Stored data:

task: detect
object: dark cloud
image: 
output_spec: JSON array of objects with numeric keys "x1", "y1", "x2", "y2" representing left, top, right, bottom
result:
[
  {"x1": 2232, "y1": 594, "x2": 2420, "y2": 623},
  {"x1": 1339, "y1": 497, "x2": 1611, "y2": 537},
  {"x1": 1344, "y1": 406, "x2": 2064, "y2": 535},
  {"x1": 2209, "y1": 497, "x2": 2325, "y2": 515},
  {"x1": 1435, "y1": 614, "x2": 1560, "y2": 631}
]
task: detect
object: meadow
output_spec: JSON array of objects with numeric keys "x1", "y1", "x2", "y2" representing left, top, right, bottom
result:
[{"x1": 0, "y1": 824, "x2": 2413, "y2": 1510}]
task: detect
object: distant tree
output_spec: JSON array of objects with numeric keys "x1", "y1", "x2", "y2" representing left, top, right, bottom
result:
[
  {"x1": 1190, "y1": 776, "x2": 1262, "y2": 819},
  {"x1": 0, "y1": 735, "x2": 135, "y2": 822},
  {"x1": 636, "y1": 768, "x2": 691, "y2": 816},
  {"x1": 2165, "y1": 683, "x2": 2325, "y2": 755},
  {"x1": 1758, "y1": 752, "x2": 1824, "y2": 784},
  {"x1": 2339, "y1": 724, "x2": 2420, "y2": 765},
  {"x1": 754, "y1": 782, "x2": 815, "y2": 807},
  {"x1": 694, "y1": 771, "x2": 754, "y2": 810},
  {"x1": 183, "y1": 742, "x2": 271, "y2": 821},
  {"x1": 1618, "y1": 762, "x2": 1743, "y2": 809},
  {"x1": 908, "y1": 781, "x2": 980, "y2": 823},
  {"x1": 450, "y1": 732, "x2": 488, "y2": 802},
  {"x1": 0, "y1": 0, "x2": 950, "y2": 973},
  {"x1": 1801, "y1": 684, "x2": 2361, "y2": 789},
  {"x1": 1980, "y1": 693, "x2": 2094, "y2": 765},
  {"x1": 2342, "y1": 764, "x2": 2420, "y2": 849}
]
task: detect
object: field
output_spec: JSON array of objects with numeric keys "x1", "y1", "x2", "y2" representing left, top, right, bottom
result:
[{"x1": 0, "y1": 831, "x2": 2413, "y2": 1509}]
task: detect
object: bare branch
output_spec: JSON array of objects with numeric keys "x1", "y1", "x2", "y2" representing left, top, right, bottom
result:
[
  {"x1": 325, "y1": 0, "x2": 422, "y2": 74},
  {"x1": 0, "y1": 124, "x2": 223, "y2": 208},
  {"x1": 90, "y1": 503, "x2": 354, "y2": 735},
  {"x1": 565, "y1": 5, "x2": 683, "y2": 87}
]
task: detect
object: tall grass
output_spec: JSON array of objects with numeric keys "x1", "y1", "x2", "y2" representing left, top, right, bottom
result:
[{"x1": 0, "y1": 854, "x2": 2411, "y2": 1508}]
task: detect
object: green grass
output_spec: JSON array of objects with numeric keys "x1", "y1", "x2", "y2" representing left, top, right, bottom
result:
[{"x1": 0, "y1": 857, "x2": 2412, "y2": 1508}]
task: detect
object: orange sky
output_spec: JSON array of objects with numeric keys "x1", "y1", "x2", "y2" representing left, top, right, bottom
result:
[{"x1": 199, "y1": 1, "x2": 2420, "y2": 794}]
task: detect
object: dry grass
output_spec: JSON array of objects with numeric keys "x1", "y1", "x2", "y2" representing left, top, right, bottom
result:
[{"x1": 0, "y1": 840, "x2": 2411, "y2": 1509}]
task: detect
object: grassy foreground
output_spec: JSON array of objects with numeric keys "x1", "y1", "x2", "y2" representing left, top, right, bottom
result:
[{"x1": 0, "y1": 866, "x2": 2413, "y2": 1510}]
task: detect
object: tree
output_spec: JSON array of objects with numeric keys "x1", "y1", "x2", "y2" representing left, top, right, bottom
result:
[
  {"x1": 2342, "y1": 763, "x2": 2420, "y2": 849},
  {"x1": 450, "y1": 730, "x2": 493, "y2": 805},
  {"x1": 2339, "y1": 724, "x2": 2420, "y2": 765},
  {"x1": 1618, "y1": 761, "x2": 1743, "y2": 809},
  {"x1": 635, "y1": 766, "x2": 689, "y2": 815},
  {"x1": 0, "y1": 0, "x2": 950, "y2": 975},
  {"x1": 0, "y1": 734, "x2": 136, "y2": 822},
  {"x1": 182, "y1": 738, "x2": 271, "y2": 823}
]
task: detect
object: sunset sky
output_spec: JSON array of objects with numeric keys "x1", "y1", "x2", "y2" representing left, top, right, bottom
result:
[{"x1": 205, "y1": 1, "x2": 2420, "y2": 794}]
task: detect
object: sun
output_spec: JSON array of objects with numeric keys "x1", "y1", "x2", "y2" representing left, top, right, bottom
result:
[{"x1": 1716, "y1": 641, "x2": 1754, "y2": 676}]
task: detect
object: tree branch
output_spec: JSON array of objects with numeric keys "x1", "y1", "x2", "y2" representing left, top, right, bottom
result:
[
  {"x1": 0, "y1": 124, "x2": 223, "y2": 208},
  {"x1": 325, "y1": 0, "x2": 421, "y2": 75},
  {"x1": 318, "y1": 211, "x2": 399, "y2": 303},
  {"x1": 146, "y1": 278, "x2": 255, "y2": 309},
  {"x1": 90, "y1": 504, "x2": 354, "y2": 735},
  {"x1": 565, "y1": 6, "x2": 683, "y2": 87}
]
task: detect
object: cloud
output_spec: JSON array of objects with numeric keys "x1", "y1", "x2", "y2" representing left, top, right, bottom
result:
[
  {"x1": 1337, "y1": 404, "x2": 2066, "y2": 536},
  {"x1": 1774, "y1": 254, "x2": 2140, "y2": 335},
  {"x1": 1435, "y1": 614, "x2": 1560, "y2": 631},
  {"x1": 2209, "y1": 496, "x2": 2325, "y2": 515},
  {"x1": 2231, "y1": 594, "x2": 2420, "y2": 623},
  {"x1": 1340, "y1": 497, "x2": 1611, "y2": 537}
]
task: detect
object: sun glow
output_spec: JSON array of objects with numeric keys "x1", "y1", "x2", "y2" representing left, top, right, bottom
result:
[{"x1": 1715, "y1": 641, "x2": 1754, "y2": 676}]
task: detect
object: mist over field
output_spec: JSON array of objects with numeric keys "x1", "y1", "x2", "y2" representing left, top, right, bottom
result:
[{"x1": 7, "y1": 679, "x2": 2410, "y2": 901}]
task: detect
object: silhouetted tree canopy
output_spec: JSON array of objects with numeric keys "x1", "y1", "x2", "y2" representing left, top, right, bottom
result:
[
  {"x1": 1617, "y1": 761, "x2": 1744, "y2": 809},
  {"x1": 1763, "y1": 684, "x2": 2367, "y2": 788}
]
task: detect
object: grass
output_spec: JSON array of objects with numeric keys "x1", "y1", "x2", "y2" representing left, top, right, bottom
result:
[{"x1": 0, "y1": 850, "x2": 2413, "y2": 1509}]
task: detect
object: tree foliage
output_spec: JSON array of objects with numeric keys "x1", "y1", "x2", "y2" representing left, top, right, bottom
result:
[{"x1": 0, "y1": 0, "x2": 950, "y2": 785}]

**EXERCISE REQUIREMENTS**
All of the records should be transcribed exactly, with nothing left out.

**SOLUTION FOR THIS EXERCISE**
task: detect
object: dark cloud
image: 
output_spec: JSON array of objects with numeric keys "x1", "y1", "x2", "y2" representing left, top, right, bottom
result:
[
  {"x1": 2232, "y1": 594, "x2": 2420, "y2": 623},
  {"x1": 1339, "y1": 497, "x2": 1611, "y2": 537},
  {"x1": 1344, "y1": 406, "x2": 2064, "y2": 535},
  {"x1": 2209, "y1": 497, "x2": 2325, "y2": 515},
  {"x1": 1435, "y1": 614, "x2": 1560, "y2": 631}
]
task: detect
object: meadow
output_spec: JSON array of objects with numeric keys "x1", "y1", "x2", "y2" representing left, top, right, bottom
result:
[{"x1": 0, "y1": 824, "x2": 2413, "y2": 1510}]
task: detect
object: distant tree
output_spec: JSON array of objects with numeric keys "x1", "y1", "x2", "y2" representing left, top, right, bottom
result:
[
  {"x1": 1190, "y1": 776, "x2": 1262, "y2": 819},
  {"x1": 0, "y1": 735, "x2": 135, "y2": 822},
  {"x1": 636, "y1": 768, "x2": 691, "y2": 816},
  {"x1": 2165, "y1": 683, "x2": 2325, "y2": 755},
  {"x1": 1758, "y1": 752, "x2": 1824, "y2": 784},
  {"x1": 2339, "y1": 724, "x2": 2420, "y2": 765},
  {"x1": 754, "y1": 782, "x2": 815, "y2": 807},
  {"x1": 694, "y1": 771, "x2": 754, "y2": 810},
  {"x1": 183, "y1": 742, "x2": 271, "y2": 821},
  {"x1": 1618, "y1": 762, "x2": 1743, "y2": 809},
  {"x1": 908, "y1": 781, "x2": 980, "y2": 823},
  {"x1": 450, "y1": 732, "x2": 488, "y2": 802},
  {"x1": 0, "y1": 0, "x2": 950, "y2": 973},
  {"x1": 1801, "y1": 684, "x2": 2361, "y2": 789},
  {"x1": 1980, "y1": 693, "x2": 2094, "y2": 765},
  {"x1": 2342, "y1": 764, "x2": 2420, "y2": 849}
]
task: detect
object: field
output_spec: JSON array of objects with numeric keys "x1", "y1", "x2", "y2" representing left, top, right, bottom
result:
[{"x1": 0, "y1": 831, "x2": 2413, "y2": 1509}]
task: detect
object: bare branch
output_spec: JSON array of objects with numeric keys "x1", "y1", "x2", "y2" representing left, top, right, bottom
result:
[
  {"x1": 325, "y1": 0, "x2": 422, "y2": 74},
  {"x1": 0, "y1": 124, "x2": 223, "y2": 208},
  {"x1": 90, "y1": 503, "x2": 354, "y2": 735},
  {"x1": 565, "y1": 5, "x2": 683, "y2": 87}
]
task: detect
object: tall grass
output_spec: JSON array of objects with numeric keys "x1", "y1", "x2", "y2" representing left, top, right, bottom
result:
[{"x1": 0, "y1": 854, "x2": 2411, "y2": 1508}]
task: detect
object: green grass
output_spec: JSON array of objects with numeric keys "x1", "y1", "x2", "y2" representing left, top, right, bottom
result:
[{"x1": 0, "y1": 857, "x2": 2412, "y2": 1508}]
task: detect
object: orange sky
output_spec: JSON array of objects with numeric keys "x1", "y1", "x2", "y2" representing left, top, right, bottom
result:
[{"x1": 199, "y1": 1, "x2": 2420, "y2": 794}]
task: detect
object: dry grass
output_spec: JSON array of objects with numeric keys "x1", "y1", "x2", "y2" representing left, top, right, bottom
result:
[{"x1": 0, "y1": 840, "x2": 2411, "y2": 1509}]
task: detect
object: grassy foreground
output_spec: JSON array of objects with numeric keys "x1", "y1", "x2", "y2" representing left, top, right, bottom
result:
[{"x1": 0, "y1": 866, "x2": 2413, "y2": 1510}]
task: detect
object: tree
output_spec: JSON array of objects with numeric keys "x1", "y1", "x2", "y2" representing left, top, right, bottom
result:
[
  {"x1": 2342, "y1": 763, "x2": 2420, "y2": 849},
  {"x1": 450, "y1": 730, "x2": 493, "y2": 805},
  {"x1": 2339, "y1": 724, "x2": 2420, "y2": 765},
  {"x1": 1618, "y1": 761, "x2": 1743, "y2": 809},
  {"x1": 635, "y1": 766, "x2": 689, "y2": 815},
  {"x1": 0, "y1": 0, "x2": 950, "y2": 975},
  {"x1": 0, "y1": 734, "x2": 136, "y2": 822},
  {"x1": 182, "y1": 738, "x2": 271, "y2": 823}
]
task: detect
object: sunset sky
output_spec: JSON array of objects with numeric keys "x1", "y1", "x2", "y2" representing left, top, right, bottom
result:
[{"x1": 205, "y1": 1, "x2": 2420, "y2": 794}]
task: detect
object: sun
output_spec: JSON array of objects with numeric keys "x1", "y1", "x2", "y2" representing left, top, right, bottom
result:
[{"x1": 1716, "y1": 641, "x2": 1754, "y2": 676}]
task: detect
object: tree branch
output_spec: JSON array of objects with numeric keys "x1", "y1", "x2", "y2" representing left, top, right, bottom
result:
[
  {"x1": 0, "y1": 124, "x2": 223, "y2": 208},
  {"x1": 325, "y1": 0, "x2": 421, "y2": 75},
  {"x1": 318, "y1": 211, "x2": 399, "y2": 303},
  {"x1": 146, "y1": 278, "x2": 255, "y2": 309},
  {"x1": 90, "y1": 504, "x2": 354, "y2": 735},
  {"x1": 565, "y1": 6, "x2": 683, "y2": 87}
]
task: detect
object: cloud
output_spec: JSON array of objects with numeric keys "x1", "y1", "x2", "y2" representing left, top, right, bottom
result:
[
  {"x1": 1337, "y1": 404, "x2": 2066, "y2": 536},
  {"x1": 1774, "y1": 254, "x2": 2140, "y2": 335},
  {"x1": 1435, "y1": 614, "x2": 1560, "y2": 631},
  {"x1": 2209, "y1": 496, "x2": 2325, "y2": 515},
  {"x1": 2231, "y1": 594, "x2": 2420, "y2": 623},
  {"x1": 1340, "y1": 497, "x2": 1611, "y2": 537}
]
task: detect
object: sun glow
output_spec: JSON array of objects with numeric keys "x1", "y1", "x2", "y2" representing left, top, right, bottom
result:
[{"x1": 1715, "y1": 641, "x2": 1754, "y2": 676}]
task: detect
object: mist over field
output_spec: JSON array of objects with numeric keys "x1", "y1", "x2", "y2" representing left, top, right, bottom
result:
[{"x1": 7, "y1": 679, "x2": 2410, "y2": 901}]
task: detect
object: silhouetted tree canopy
output_spec: JSON array of objects with numeric keys "x1", "y1", "x2", "y2" representing left, top, right, bottom
result:
[
  {"x1": 1617, "y1": 761, "x2": 1744, "y2": 809},
  {"x1": 1763, "y1": 684, "x2": 2367, "y2": 788}
]
task: detect
object: grass
output_spec: JSON array of objects with numeric keys "x1", "y1", "x2", "y2" representing left, top, right, bottom
result:
[{"x1": 0, "y1": 850, "x2": 2413, "y2": 1509}]
task: detect
object: tree foliage
output_spec: JSON array of objects with numeric keys "x1", "y1", "x2", "y2" representing left, top, right, bottom
result:
[{"x1": 0, "y1": 0, "x2": 950, "y2": 785}]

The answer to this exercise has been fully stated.